_Documento_
■ ■ ■ ■ ■ ■ ■

Hola caro victoryp , !congratulaciones por tu montagen , mui rica ! , haora como un proximo paso,  ? que tal armar lo otro proyecto de major envergadura del mismo Tetsuo Kogawa? (tres transistores con 1Wattio de salida)?.
!Fuerte abrazo!.
Att.
Daniel Lopes.


----------



## victoryp (Abr 10, 2015)

Daniel Lopes dijo:


> Hola caro victoryp , !congratulaciones por tu montagen , mui rica ! , haora como un proximo paso,  ? que tal armar lo otro proyecto de major envergadura del mismo Tetsuo Kogawa? (tres transistores con 1Wattio de salida)?.
> !Fuerte abrazo!.
> Att.
> Daniel Lopes.



gracias amigo aquí otra foto de mi transmisor no le respondí hace tiempo ya que no entraba al foro y si lo hacia no me percataba de los mensajes recién aprendí a usar este foro y sus aplicaciones


----------



## Lolomar (Nov 4, 2019)

Hola, pregunto, en si,  funciona ese sencillo transmisor ??? Con el 2n4427 rinde mas, Diganme por favor gracias


----------



## Fogonazo (Nov 4, 2019)

*2N4427*

*2SC2001*


El 2N4427 es de algo mas de potencia, cosa que no creo que se note en ese circuito
Tal vez sea un poco mas difícil que entre en oscilación.


----------



## Lolomar (Nov 4, 2019)

Hola fogonazo, ah bien, entonces 2sc2001 o cualquiera de la gama npn como 2n2222, bf 494 etc ????, cordial saludo.


----------



## radium98 (Nov 4, 2019)

bf494


----------



## Lolomar (Nov 4, 2019)

■ ■ ■ ■ ■ ■ ■

_Datos proporcionados_
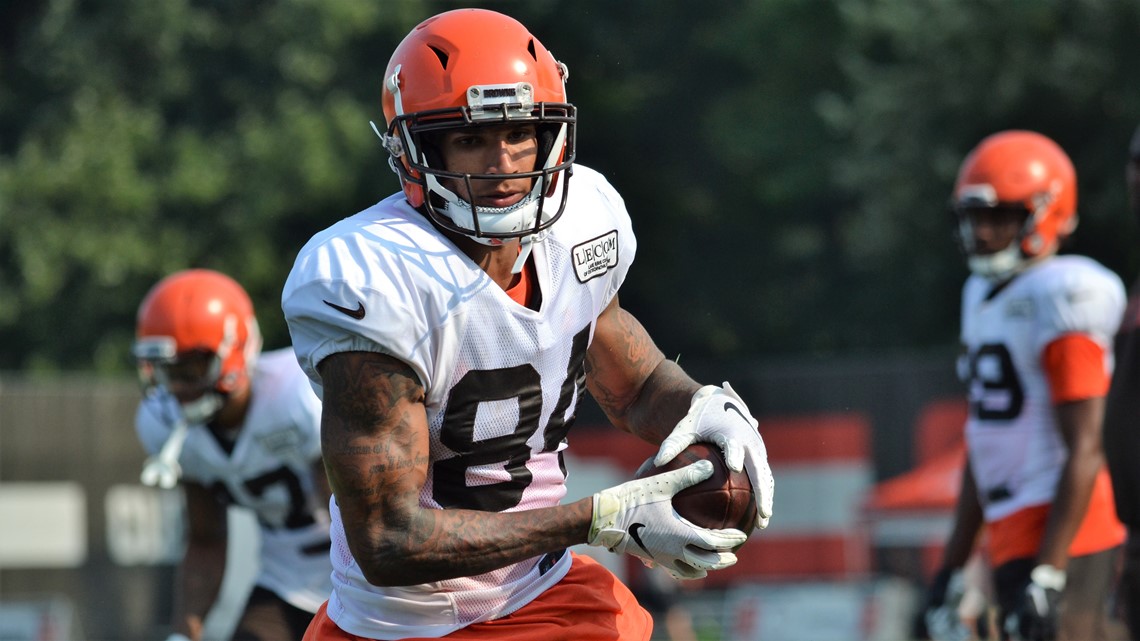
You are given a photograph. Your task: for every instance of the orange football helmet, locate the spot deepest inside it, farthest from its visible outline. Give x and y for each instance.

■ ■ ■ ■ ■ ■ ■

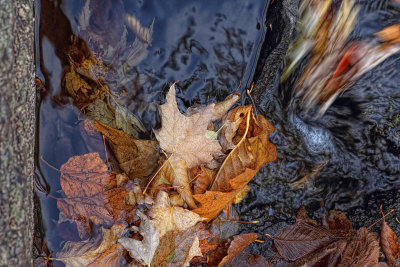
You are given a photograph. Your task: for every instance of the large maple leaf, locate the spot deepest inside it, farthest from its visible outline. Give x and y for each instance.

■ ■ ■ ■ ■ ■ ■

_Qué hacer_
Transcribe tal cual el fragmento del hilo sobre el transmisor que va desde "## Fogonazo (Nov" hasta "entre en oscilación.", ambos incluidos. Los registros no intervienen en esta tarea.

_Respuesta_
## Fogonazo (Nov 4, 2019)

*2N4427*

*2SC2001*


El 2N4427 es de algo mas de potencia, cosa que no creo que se note en ese circuito
Tal vez sea un poco mas difícil que entre en oscilación.